-- EXERCISE AIM --
Each line from the one containing "Target: person in red beanie" to the end of the records below should be restated word for word; please leave out all other lines.

═══ DATA RECORDS ═══

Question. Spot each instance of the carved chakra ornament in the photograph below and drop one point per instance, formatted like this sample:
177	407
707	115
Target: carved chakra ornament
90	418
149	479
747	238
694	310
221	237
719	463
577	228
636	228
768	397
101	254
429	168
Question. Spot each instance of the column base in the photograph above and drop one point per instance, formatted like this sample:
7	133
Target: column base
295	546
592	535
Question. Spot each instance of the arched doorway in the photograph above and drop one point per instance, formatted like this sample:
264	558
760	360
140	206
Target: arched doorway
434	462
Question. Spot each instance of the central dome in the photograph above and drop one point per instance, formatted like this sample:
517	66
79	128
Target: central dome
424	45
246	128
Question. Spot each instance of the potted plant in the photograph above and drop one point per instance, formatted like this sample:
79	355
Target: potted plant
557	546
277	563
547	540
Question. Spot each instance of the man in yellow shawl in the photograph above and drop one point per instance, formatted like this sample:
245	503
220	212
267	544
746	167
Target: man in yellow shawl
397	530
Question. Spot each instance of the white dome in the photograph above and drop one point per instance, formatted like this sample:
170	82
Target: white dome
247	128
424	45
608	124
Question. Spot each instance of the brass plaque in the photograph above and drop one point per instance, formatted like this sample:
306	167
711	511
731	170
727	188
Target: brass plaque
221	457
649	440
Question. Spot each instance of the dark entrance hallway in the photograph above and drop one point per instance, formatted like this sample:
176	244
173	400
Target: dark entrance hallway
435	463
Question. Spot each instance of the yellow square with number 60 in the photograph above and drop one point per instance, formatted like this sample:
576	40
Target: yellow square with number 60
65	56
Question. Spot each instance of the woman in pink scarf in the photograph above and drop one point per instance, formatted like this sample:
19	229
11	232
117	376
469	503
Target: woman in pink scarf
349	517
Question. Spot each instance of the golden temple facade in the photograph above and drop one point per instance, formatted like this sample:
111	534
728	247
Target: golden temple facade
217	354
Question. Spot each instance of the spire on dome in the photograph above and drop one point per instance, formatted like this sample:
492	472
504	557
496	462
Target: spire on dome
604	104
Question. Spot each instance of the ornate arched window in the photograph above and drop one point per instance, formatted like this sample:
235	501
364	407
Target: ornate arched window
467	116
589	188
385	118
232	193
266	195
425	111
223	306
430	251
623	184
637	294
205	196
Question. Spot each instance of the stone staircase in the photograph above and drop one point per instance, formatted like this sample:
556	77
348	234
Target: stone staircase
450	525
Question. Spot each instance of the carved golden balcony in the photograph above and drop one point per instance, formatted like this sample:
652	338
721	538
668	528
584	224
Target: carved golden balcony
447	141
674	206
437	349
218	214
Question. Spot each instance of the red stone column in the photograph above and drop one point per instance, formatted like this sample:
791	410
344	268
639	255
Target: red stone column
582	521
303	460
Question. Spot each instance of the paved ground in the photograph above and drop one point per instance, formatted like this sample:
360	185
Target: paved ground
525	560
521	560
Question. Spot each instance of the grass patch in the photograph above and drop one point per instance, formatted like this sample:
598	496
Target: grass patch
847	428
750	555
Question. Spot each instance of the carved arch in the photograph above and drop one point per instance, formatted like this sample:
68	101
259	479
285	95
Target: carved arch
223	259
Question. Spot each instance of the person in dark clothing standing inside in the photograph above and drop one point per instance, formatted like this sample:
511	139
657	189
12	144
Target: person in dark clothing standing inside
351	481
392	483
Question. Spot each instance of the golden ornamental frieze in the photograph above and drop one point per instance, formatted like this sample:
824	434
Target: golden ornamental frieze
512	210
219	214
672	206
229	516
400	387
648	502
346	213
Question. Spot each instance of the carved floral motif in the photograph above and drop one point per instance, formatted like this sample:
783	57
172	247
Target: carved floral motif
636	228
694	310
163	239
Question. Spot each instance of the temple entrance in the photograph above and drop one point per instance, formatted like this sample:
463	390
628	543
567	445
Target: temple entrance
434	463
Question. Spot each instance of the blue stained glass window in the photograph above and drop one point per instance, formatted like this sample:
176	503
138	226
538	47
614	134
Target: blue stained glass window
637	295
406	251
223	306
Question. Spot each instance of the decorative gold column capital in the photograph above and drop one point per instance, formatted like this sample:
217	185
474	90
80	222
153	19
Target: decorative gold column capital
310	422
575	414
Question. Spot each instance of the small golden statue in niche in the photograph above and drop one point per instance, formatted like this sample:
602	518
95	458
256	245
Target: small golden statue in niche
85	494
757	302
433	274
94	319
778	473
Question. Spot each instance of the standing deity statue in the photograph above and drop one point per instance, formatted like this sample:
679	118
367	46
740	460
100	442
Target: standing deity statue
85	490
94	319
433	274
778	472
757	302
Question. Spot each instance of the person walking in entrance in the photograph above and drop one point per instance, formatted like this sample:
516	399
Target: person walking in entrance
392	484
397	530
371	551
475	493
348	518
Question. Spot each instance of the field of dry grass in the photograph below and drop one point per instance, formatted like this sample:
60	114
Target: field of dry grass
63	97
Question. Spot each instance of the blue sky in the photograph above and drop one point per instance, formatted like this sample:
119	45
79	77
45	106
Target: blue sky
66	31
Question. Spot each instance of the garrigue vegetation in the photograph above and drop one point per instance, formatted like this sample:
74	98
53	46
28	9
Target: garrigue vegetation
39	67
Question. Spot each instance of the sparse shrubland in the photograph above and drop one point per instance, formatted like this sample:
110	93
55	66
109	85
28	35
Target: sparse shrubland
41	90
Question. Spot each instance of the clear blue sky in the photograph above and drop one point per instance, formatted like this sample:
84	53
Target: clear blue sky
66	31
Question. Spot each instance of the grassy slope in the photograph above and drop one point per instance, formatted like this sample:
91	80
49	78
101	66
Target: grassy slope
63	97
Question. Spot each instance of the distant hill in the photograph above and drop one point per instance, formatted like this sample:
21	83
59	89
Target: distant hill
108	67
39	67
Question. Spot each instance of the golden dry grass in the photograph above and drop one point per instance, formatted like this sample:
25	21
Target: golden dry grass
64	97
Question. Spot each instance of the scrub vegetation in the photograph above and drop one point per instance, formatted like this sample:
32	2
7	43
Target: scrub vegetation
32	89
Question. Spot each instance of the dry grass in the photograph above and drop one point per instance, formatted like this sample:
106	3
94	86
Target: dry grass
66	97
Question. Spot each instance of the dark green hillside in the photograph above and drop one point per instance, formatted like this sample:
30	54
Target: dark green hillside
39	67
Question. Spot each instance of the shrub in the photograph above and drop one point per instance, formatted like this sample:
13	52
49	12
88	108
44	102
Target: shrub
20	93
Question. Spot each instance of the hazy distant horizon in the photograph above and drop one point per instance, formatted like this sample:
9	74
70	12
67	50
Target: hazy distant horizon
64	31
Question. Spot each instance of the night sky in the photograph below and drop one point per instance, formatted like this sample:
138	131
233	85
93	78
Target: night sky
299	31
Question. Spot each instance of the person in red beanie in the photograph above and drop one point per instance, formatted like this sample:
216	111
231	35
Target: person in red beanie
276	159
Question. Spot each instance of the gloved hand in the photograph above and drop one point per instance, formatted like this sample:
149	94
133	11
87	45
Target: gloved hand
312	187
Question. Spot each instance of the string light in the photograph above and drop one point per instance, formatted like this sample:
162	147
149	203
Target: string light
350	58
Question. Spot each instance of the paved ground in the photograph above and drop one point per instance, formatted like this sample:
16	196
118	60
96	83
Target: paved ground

═══

-- COMPLETED TASK --
Target: person in red beanie
276	159
Question. Spot each instance of the gloved hand in the photograph above and drop one point per instance, formatted like this sample:
149	94
133	11
87	45
Target: gloved hand
312	187
Question. Spot each instance of the string light in the photograph above and drop one point per instance, formatted like this sample:
162	147
149	203
Target: string light
350	58
Question. Spot each instance of the paved ground in the photograph above and drop one point per instance, formatted like this sample:
16	196
118	60
96	83
Target: paved ground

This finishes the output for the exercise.